Count the lines below that contain the word "black", and reply with that number alone.
Segment Start: Provided entries
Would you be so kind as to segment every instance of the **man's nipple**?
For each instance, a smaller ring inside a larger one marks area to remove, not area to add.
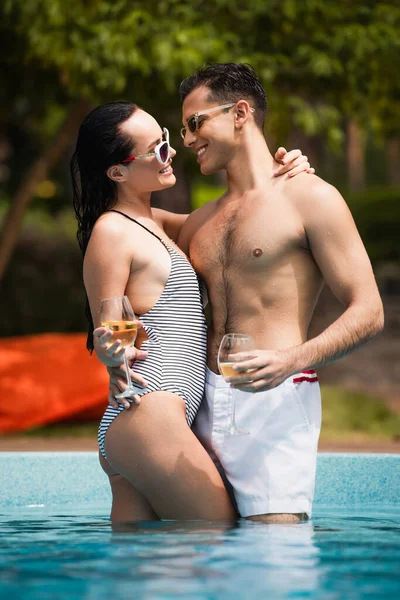
[[[253,250],[253,256],[255,256],[256,258],[258,258],[259,256],[262,256],[263,251],[261,250],[261,248],[255,248]]]

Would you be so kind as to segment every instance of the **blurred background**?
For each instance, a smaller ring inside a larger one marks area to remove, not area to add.
[[[153,204],[186,213],[224,182],[200,176],[181,144],[179,83],[207,62],[248,62],[267,92],[271,151],[301,148],[344,195],[385,306],[385,331],[319,372],[321,448],[399,451],[399,3],[3,0],[0,11],[0,450],[95,448],[106,406],[85,350],[71,205],[83,117],[125,99],[168,127],[178,183]],[[324,289],[310,336],[341,310]]]

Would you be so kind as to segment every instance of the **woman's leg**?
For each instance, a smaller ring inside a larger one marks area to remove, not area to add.
[[[142,396],[139,406],[121,412],[111,423],[105,450],[112,468],[159,518],[236,518],[214,463],[186,423],[179,396]]]
[[[128,523],[130,521],[158,521],[158,517],[143,495],[122,475],[112,468],[99,453],[100,465],[108,475],[111,493],[111,521]]]

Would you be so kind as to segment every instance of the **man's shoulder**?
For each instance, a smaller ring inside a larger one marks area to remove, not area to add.
[[[189,252],[189,245],[193,236],[214,213],[218,205],[218,201],[219,198],[216,200],[211,200],[211,202],[203,204],[203,206],[196,208],[196,210],[190,213],[181,229],[178,238],[178,244],[184,252]]]
[[[217,208],[218,202],[219,202],[219,198],[216,198],[215,200],[211,200],[210,202],[203,204],[203,206],[196,208],[193,212],[190,213],[189,217],[186,220],[184,227],[187,227],[187,226],[193,227],[195,225],[200,225],[210,215],[213,214],[213,212]]]
[[[321,177],[301,173],[290,179],[286,185],[286,195],[298,209],[315,209],[337,202],[344,202],[342,195]]]
[[[287,198],[307,231],[321,233],[326,228],[354,223],[339,190],[316,175],[305,175],[303,185],[292,186]]]
[[[196,210],[194,210],[192,212],[192,215],[197,215],[198,218],[201,218],[201,217],[204,217],[206,215],[209,215],[209,214],[213,213],[215,211],[215,209],[217,208],[220,199],[224,195],[225,194],[223,194],[222,196],[220,196],[220,198],[215,198],[215,200],[210,200],[209,202],[206,202],[205,204],[203,204],[199,208],[196,208]]]

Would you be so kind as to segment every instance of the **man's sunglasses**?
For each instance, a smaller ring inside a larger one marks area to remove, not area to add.
[[[221,106],[213,106],[212,108],[207,108],[206,110],[202,110],[201,112],[194,113],[194,115],[191,116],[187,120],[187,127],[188,127],[190,133],[194,133],[197,129],[200,128],[200,125],[202,124],[203,120],[199,121],[199,117],[201,117],[203,115],[208,115],[209,113],[212,113],[216,110],[232,108],[232,106],[235,106],[235,104],[236,104],[236,102],[232,102],[231,104],[221,104]],[[185,135],[186,135],[186,127],[182,127],[182,129],[181,129],[182,139],[185,139]]]
[[[139,158],[149,158],[149,156],[155,156],[160,163],[160,165],[165,165],[169,160],[169,131],[166,127],[163,129],[163,136],[165,140],[157,144],[154,148],[154,152],[150,152],[149,154],[140,154],[140,156],[128,156],[122,162],[129,163],[133,160],[138,160]]]
[[[200,129],[204,119],[201,119],[199,121],[199,117],[201,117],[203,115],[208,115],[209,113],[212,113],[216,110],[226,110],[228,108],[232,108],[232,106],[235,106],[235,104],[237,104],[237,102],[232,102],[230,104],[221,104],[220,106],[213,106],[212,108],[207,108],[206,110],[202,110],[201,112],[194,113],[194,115],[191,116],[187,120],[187,127],[188,127],[190,133],[194,133],[195,131]],[[254,111],[255,111],[254,108],[250,108],[250,112],[254,112]],[[181,138],[183,140],[185,139],[185,135],[186,135],[186,127],[182,127]]]

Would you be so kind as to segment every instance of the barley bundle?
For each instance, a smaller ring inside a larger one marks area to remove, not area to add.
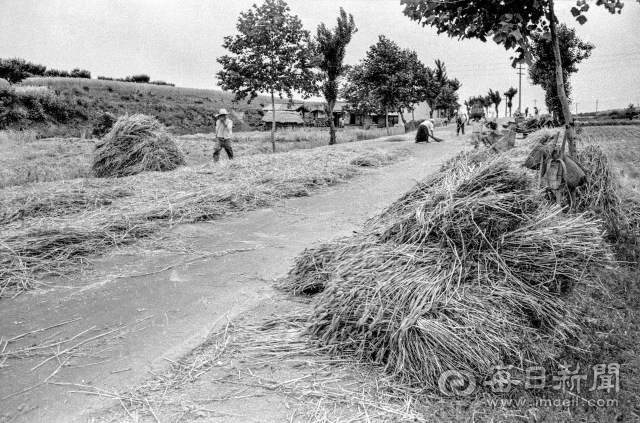
[[[592,210],[604,221],[610,236],[617,237],[620,230],[620,183],[606,153],[595,144],[578,150],[578,161],[586,170],[586,183],[578,188],[577,209]]]
[[[611,254],[596,221],[546,205],[524,172],[458,160],[358,235],[308,251],[288,283],[321,291],[312,337],[427,388],[444,370],[548,359],[579,331],[565,293]]]
[[[184,155],[164,126],[151,116],[137,114],[119,118],[96,144],[92,168],[97,177],[122,177],[183,165]]]

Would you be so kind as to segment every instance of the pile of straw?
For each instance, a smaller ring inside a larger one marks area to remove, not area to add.
[[[508,157],[462,158],[351,238],[307,250],[283,287],[319,292],[308,332],[339,354],[435,388],[541,363],[579,326],[566,293],[611,260],[597,222],[567,217]]]
[[[187,162],[164,126],[146,115],[122,116],[94,151],[93,173],[99,178],[165,172]]]
[[[409,154],[373,142],[239,157],[217,165],[119,179],[15,187],[0,197],[0,298],[86,265],[89,257],[178,223],[222,218],[310,195],[353,178],[358,158],[384,165]],[[376,144],[377,145],[377,144]]]

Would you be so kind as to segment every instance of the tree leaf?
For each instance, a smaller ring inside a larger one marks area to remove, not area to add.
[[[587,22],[587,17],[584,15],[580,15],[576,18],[576,21],[578,21],[580,25],[584,25]]]
[[[572,7],[571,8],[571,14],[573,15],[573,17],[575,18],[576,16],[580,16],[580,9],[578,9],[577,7]]]

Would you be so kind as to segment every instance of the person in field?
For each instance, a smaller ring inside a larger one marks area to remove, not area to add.
[[[227,109],[220,109],[216,115],[216,147],[213,150],[213,161],[220,160],[220,151],[224,148],[227,157],[233,159],[233,149],[231,148],[231,135],[233,134],[233,122],[229,119]]]
[[[467,116],[461,113],[458,113],[456,116],[456,136],[460,135],[460,131],[462,131],[462,135],[464,135],[464,126],[467,123]]]
[[[482,132],[484,124],[487,123],[487,118],[482,116],[482,121],[479,116],[474,116],[471,121],[471,144],[473,144],[474,148],[480,147],[480,142],[482,141]]]
[[[433,131],[435,126],[433,125],[433,119],[427,119],[418,125],[418,132],[416,133],[416,143],[429,142],[429,137],[434,138]]]

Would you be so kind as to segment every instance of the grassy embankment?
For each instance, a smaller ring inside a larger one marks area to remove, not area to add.
[[[48,87],[48,90],[26,87]],[[15,111],[5,117],[5,127],[33,129],[41,136],[91,134],[105,112],[116,116],[125,113],[156,116],[174,134],[205,133],[213,130],[214,115],[223,107],[232,111],[237,130],[250,130],[261,126],[261,104],[268,102],[266,97],[258,97],[250,104],[233,103],[233,94],[220,90],[44,77],[29,78],[16,85],[15,94],[2,96],[13,104]],[[44,107],[34,106],[36,103]],[[2,121],[0,116],[0,124]]]
[[[380,136],[377,131],[343,131],[343,144],[323,148],[311,147],[326,145],[325,131],[304,134],[307,141],[295,141],[301,134],[291,132],[278,144],[283,152],[260,154],[267,150],[267,135],[243,135],[235,145],[238,158],[217,165],[210,160],[211,139],[178,138],[187,167],[97,179],[90,171],[91,141],[0,133],[0,297],[28,289],[44,275],[77,270],[90,255],[174,224],[306,196],[363,167],[408,154],[397,143],[347,142]]]

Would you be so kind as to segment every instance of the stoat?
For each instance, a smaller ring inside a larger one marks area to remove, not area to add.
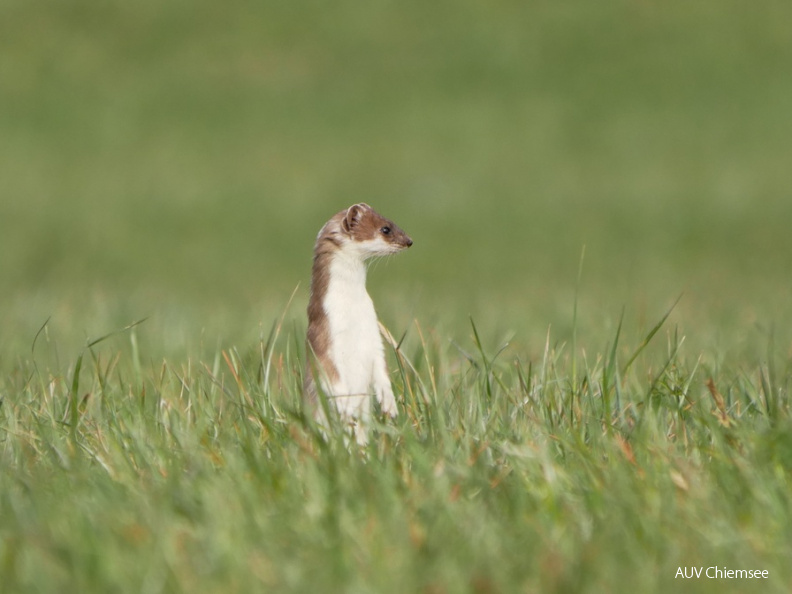
[[[308,302],[308,355],[315,364],[309,364],[306,394],[322,420],[318,383],[359,443],[367,439],[371,396],[384,413],[396,415],[377,314],[366,291],[366,260],[412,243],[368,204],[339,212],[316,238]]]

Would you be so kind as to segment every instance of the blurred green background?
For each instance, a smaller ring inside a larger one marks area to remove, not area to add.
[[[311,249],[365,201],[415,240],[401,333],[602,348],[680,293],[728,358],[792,255],[792,4],[0,1],[0,353],[149,317],[152,357],[304,325]],[[758,328],[758,329],[757,329]],[[76,345],[76,346],[74,346]],[[759,357],[759,353],[756,354]]]

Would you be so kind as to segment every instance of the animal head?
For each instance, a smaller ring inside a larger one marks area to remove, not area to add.
[[[341,234],[364,258],[394,254],[413,243],[396,223],[368,204],[353,204],[339,215]]]

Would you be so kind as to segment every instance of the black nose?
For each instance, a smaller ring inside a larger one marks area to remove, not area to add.
[[[410,239],[410,238],[408,237],[408,238],[407,238],[407,247],[410,247],[411,245],[412,245],[412,239]]]

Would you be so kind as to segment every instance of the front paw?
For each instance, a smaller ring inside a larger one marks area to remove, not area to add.
[[[383,398],[380,401],[380,409],[383,414],[388,415],[390,418],[395,419],[399,414],[399,409],[396,408],[396,399],[393,396]]]

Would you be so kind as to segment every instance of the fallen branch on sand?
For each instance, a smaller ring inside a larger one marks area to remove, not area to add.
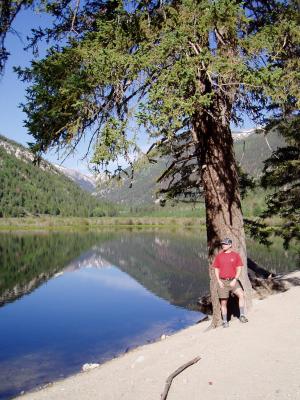
[[[166,385],[165,385],[165,389],[161,395],[161,400],[166,400],[172,381],[175,378],[175,376],[179,375],[182,371],[184,371],[186,368],[190,367],[193,364],[196,364],[196,362],[198,362],[199,360],[201,360],[201,357],[196,357],[193,358],[193,360],[183,364],[181,367],[177,368],[176,371],[174,371],[166,380]]]

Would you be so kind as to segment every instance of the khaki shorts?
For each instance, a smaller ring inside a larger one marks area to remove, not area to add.
[[[230,292],[235,292],[237,289],[242,288],[239,281],[236,281],[234,287],[231,287],[230,286],[231,281],[232,281],[232,279],[230,281],[228,281],[226,279],[221,279],[221,282],[223,282],[224,287],[221,288],[218,284],[219,299],[228,299]]]

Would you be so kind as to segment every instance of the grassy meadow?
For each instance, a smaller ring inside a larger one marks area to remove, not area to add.
[[[264,209],[265,192],[258,189],[250,192],[242,201],[244,216],[257,218]],[[157,226],[205,226],[205,206],[195,204],[167,203],[164,207],[150,205],[145,207],[120,207],[116,216],[103,217],[62,217],[27,216],[0,218],[0,230],[73,230],[99,229],[107,226],[157,227]],[[272,219],[270,224],[277,224]]]

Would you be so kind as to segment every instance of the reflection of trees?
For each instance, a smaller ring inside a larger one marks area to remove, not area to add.
[[[103,243],[98,251],[172,304],[194,308],[197,298],[208,290],[207,261],[199,257],[206,254],[206,243],[195,234],[123,234],[119,241]]]
[[[296,268],[281,245],[251,243],[249,254],[276,272]],[[271,260],[271,261],[270,261]],[[175,305],[193,308],[208,290],[206,241],[199,233],[128,232],[0,235],[0,306],[29,293],[61,270],[116,265]]]
[[[1,306],[31,292],[94,244],[111,240],[112,234],[30,233],[0,238]]]
[[[299,268],[300,254],[299,249],[290,248],[289,251],[283,250],[282,241],[274,239],[270,249],[261,244],[249,240],[247,244],[248,256],[258,265],[267,271],[283,273]]]

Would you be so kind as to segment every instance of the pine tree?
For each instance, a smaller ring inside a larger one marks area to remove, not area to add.
[[[287,146],[273,152],[265,161],[261,184],[271,188],[267,209],[262,217],[281,217],[275,233],[284,239],[287,248],[291,240],[300,241],[300,117],[293,116],[276,123]]]
[[[169,182],[203,190],[209,261],[230,236],[246,265],[230,124],[245,114],[266,124],[299,108],[297,2],[79,1],[75,10],[68,3],[46,2],[61,22],[36,31],[32,43],[67,38],[18,70],[31,82],[24,111],[34,150],[73,148],[92,132],[96,166],[129,160],[132,131],[142,126],[174,157]],[[242,283],[250,304],[246,268]]]

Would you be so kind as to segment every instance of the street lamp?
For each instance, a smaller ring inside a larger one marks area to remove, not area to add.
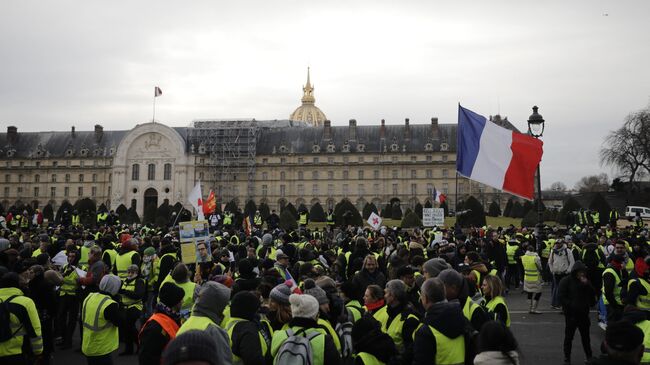
[[[539,139],[544,134],[544,118],[537,113],[537,105],[533,107],[533,114],[528,117],[528,134]],[[541,162],[540,162],[541,164]],[[539,165],[537,165],[537,247],[542,247],[542,229],[544,227],[544,211],[542,210],[542,179]]]

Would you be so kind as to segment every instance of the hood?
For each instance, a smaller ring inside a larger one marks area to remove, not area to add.
[[[571,276],[575,277],[579,271],[587,272],[587,266],[582,261],[576,261],[571,268]]]
[[[630,310],[628,312],[623,313],[622,319],[630,321],[632,323],[639,323],[645,321],[646,317],[647,317],[646,312],[642,310]]]
[[[393,339],[379,329],[367,332],[359,339],[359,342],[354,343],[354,350],[357,353],[367,352],[373,354],[383,363],[388,363],[397,352]]]
[[[465,316],[457,302],[440,302],[432,305],[427,310],[424,323],[452,339],[462,336],[465,330]]]
[[[563,243],[562,246],[560,246],[560,248],[555,248],[555,246],[553,246],[553,252],[555,254],[559,254],[561,252],[564,252],[564,250],[566,250],[566,248],[567,248],[566,243]]]
[[[214,281],[203,284],[194,304],[192,315],[210,318],[214,323],[221,323],[223,310],[230,301],[230,289]]]
[[[487,266],[482,262],[475,262],[470,266],[470,268],[480,272],[481,274],[486,274],[488,272]]]

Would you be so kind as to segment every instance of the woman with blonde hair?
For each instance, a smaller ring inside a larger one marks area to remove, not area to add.
[[[361,271],[354,275],[352,281],[361,289],[366,290],[368,285],[386,286],[386,276],[379,270],[377,258],[373,254],[366,255],[363,259]]]
[[[498,276],[487,275],[481,285],[483,297],[485,298],[485,310],[495,321],[510,327],[510,312],[508,305],[503,298],[503,282]]]

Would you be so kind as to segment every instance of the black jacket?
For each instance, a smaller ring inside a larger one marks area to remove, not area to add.
[[[580,261],[573,264],[571,274],[560,280],[558,295],[562,310],[566,314],[588,313],[596,304],[596,290],[591,283],[583,284],[578,280],[578,273],[586,273],[587,267]]]
[[[354,352],[367,352],[377,358],[377,360],[388,364],[390,360],[397,355],[395,343],[389,335],[381,332],[380,329],[374,329],[354,343]],[[354,360],[356,365],[365,365],[361,357]]]
[[[232,332],[232,354],[244,365],[262,365],[265,362],[258,327],[253,321],[238,322]]]
[[[140,332],[140,365],[160,365],[160,357],[169,343],[169,336],[156,321],[148,321]]]
[[[320,328],[315,319],[294,318],[289,322],[289,327]],[[325,359],[324,365],[338,365],[341,363],[341,355],[334,345],[330,335],[325,335]]]
[[[458,303],[440,302],[429,307],[423,322],[424,325],[415,332],[413,365],[434,365],[437,344],[429,326],[455,339],[464,336],[466,319]]]

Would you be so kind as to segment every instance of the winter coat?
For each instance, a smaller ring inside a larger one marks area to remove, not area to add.
[[[587,272],[587,267],[580,261],[573,265],[571,275],[560,280],[558,296],[565,315],[588,313],[596,304],[596,290],[591,283],[583,284],[578,279],[580,271]]]
[[[379,329],[366,333],[359,342],[355,342],[354,352],[367,352],[385,364],[389,363],[391,358],[397,355],[393,339]],[[355,364],[363,364],[360,357],[355,359]]]
[[[379,271],[379,268],[375,272],[370,273],[367,269],[361,269],[358,273],[354,275],[352,281],[357,285],[357,288],[366,290],[368,285],[379,285],[380,287],[386,286],[386,276]]]
[[[474,358],[474,365],[519,365],[519,355],[516,351],[507,355],[501,351],[483,351]]]
[[[574,264],[571,250],[562,244],[560,248],[553,248],[548,257],[548,268],[553,274],[568,274]]]

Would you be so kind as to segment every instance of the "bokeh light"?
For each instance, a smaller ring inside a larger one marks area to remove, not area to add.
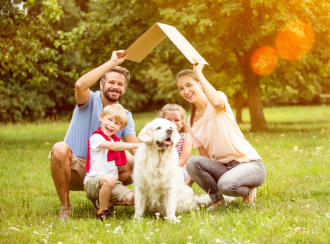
Segment End: Provided entries
- _Solution_
2